**THE INPUT**
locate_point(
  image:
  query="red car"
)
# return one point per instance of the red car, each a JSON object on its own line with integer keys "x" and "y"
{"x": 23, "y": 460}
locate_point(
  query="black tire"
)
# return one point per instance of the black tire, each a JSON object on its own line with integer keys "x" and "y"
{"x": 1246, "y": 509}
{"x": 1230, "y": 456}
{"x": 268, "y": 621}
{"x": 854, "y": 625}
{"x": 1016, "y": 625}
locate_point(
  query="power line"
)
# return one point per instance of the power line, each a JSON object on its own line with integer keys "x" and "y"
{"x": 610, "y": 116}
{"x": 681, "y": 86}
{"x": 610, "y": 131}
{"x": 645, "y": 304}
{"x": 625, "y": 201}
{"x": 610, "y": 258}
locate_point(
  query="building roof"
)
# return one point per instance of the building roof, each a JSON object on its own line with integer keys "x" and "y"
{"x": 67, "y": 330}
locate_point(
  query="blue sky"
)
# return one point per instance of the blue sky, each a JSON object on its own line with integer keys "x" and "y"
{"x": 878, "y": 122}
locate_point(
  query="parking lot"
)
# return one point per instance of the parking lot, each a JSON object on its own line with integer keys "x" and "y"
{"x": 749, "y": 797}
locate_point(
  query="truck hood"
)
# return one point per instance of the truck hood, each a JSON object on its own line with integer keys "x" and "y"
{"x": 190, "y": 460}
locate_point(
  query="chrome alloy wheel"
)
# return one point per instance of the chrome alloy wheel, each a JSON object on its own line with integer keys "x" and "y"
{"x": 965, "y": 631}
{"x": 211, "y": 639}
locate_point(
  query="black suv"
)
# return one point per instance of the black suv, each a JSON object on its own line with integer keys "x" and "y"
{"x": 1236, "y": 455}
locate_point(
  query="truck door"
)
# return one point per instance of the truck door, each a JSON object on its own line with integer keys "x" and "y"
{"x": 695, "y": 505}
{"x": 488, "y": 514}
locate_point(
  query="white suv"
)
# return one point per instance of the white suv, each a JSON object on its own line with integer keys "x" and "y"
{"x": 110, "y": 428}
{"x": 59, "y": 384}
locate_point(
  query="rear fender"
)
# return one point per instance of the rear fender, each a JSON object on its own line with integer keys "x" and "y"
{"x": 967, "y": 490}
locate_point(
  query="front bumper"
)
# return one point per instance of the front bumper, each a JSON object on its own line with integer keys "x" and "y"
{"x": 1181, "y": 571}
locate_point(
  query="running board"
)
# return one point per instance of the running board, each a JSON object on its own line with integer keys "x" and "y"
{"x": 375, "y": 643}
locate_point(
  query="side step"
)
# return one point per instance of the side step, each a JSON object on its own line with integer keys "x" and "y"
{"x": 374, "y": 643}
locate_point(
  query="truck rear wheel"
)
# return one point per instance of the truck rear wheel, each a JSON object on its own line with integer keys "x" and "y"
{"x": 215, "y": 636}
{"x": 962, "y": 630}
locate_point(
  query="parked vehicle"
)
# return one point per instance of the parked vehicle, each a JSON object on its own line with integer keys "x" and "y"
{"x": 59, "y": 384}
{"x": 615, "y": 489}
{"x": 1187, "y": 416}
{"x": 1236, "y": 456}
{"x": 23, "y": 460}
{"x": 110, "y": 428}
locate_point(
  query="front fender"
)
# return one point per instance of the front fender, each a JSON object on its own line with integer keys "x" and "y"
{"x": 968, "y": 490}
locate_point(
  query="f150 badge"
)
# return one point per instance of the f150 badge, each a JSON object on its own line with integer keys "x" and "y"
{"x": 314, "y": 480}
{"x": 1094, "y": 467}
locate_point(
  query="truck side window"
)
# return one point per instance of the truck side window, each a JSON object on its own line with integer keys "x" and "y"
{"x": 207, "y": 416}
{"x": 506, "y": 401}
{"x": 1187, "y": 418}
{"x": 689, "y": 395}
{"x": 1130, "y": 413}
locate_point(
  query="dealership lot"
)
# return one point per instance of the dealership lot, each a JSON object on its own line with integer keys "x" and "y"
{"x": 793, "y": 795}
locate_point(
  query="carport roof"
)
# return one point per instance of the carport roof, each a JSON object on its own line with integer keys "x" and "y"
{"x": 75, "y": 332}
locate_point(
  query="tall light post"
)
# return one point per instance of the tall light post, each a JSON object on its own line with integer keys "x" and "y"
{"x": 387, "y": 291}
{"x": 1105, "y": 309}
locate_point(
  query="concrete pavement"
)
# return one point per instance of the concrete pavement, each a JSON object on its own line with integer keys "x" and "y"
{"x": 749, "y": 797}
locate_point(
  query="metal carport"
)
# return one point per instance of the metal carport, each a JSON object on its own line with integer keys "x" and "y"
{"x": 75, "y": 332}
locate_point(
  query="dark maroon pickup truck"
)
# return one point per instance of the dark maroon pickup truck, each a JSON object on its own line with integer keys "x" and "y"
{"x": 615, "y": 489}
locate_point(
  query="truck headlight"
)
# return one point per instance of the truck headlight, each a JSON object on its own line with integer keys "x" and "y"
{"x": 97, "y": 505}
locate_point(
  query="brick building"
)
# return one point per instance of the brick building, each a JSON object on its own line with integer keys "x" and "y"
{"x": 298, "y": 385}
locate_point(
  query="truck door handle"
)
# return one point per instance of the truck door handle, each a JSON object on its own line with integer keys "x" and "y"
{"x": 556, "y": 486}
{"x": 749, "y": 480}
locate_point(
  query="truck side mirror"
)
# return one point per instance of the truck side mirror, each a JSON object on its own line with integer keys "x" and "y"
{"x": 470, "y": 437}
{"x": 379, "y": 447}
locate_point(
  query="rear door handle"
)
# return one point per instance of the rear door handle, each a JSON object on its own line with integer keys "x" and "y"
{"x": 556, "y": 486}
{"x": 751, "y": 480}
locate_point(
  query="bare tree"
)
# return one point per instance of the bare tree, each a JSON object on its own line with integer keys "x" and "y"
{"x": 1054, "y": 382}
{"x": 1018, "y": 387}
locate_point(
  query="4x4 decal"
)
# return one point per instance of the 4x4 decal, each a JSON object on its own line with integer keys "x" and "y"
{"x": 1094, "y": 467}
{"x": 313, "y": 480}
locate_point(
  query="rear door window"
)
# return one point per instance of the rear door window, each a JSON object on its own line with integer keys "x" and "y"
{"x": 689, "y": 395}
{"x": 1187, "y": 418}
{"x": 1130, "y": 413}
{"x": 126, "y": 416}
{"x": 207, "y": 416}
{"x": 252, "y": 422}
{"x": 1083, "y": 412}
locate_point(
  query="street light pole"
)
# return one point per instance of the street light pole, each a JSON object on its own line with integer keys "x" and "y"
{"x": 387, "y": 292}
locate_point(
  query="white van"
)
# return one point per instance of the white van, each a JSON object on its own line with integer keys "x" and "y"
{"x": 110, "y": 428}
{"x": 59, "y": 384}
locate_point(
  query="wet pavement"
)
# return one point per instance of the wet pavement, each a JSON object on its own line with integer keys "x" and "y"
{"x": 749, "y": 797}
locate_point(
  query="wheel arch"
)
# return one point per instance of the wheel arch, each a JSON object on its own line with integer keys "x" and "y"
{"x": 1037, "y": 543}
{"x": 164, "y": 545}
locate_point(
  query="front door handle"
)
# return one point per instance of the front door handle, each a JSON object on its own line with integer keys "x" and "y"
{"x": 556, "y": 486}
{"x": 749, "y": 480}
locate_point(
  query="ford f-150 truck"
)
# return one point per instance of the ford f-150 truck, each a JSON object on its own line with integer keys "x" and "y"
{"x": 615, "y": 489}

**REQUIREMENT**
Show each line of the rows above that contains the string "front". Only matches in the same case count.

**COMPLETED TASK**
  query="front bumper"
# return one point per instance of the front bumper, each a JSON object on its own line with integer keys "x" and "y"
  query="front fender"
# return one point per instance of the front fender, each a JSON object on its own line with integer keys "x" and "y"
  query="front door handle"
# return one point per instance of the front door handle, each a JSON object on its own line with integer keys "x" and "y"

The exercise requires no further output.